[Source data]

-- -- --

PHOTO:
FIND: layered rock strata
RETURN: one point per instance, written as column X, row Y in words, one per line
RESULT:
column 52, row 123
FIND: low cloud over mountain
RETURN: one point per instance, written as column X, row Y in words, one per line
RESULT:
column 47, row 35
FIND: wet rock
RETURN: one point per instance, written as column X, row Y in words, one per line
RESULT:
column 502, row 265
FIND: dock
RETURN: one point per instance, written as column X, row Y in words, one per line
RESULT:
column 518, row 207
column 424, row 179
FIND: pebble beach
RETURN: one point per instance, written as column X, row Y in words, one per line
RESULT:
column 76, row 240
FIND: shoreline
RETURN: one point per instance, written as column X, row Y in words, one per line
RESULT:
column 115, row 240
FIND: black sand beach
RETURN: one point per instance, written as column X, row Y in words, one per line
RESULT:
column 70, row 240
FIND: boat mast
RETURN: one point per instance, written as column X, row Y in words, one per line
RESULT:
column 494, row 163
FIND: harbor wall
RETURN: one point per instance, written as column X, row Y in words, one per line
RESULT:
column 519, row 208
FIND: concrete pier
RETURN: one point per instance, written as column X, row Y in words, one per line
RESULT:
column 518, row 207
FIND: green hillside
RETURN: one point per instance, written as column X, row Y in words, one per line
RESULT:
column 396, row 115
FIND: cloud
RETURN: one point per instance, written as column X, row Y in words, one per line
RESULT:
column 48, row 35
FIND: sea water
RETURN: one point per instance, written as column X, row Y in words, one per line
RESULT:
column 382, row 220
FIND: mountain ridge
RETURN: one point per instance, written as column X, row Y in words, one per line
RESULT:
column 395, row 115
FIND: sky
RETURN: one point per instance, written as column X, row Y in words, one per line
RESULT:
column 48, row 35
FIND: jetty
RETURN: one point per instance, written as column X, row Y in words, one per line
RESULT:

-- -- --

#### Goal of the exercise
Your answer should be the records themselves, returned word for word.

#### Response to the task
PHOTO:
FIND: layered rock strata
RETURN: one point per instance, written as column X, row Y in words, one per line
RESULT:
column 52, row 123
FIND: low cloud over mountain
RETURN: one point per instance, written as column X, row Y in words, one per line
RESULT:
column 47, row 35
FIND: wet rock
RETURN: one point per instance, written as column X, row Y in words, one per line
RESULT:
column 502, row 265
FIND: dock
RETURN: one point per instance, written as column X, row Y in words, one per line
RESULT:
column 518, row 207
column 424, row 179
FIND: pebble beach
RETURN: one point per instance, written as column X, row Y in words, one per line
RESULT:
column 76, row 240
FIND: shoreline
RETURN: one point per instance, written as column X, row Y in words, one per line
RESULT:
column 115, row 240
FIND: black sand beach
RETURN: one point per instance, written as column X, row Y in words, one per line
RESULT:
column 70, row 240
FIND: boat mast
RETURN: one point per instance, written as column X, row Y in words, one per line
RESULT:
column 494, row 163
FIND: harbor wall
RETURN: one point per instance, written as column X, row Y in words, one per line
RESULT:
column 519, row 208
FIND: concrete pier
RETURN: one point per instance, written as column X, row Y in words, one per line
RESULT:
column 518, row 207
FIND: green hillside
RETURN: one point per instance, written as column X, row Y in words, one per line
RESULT:
column 396, row 115
FIND: cloud
RETURN: one point per instance, written as column X, row Y in words, one per line
RESULT:
column 48, row 35
FIND: sea water
RETURN: one point per instance, written as column X, row Y in words, one per line
RESULT:
column 382, row 220
FIND: mountain ridge
RETURN: one point per instance, written as column X, row Y in words, one per line
RESULT:
column 395, row 115
FIND: sky
RETURN: one point per instance, written as column X, row Y in words, one per line
RESULT:
column 48, row 35
FIND: jetty
RETURN: one point per instance, written as column X, row Y in words, one per line
RESULT:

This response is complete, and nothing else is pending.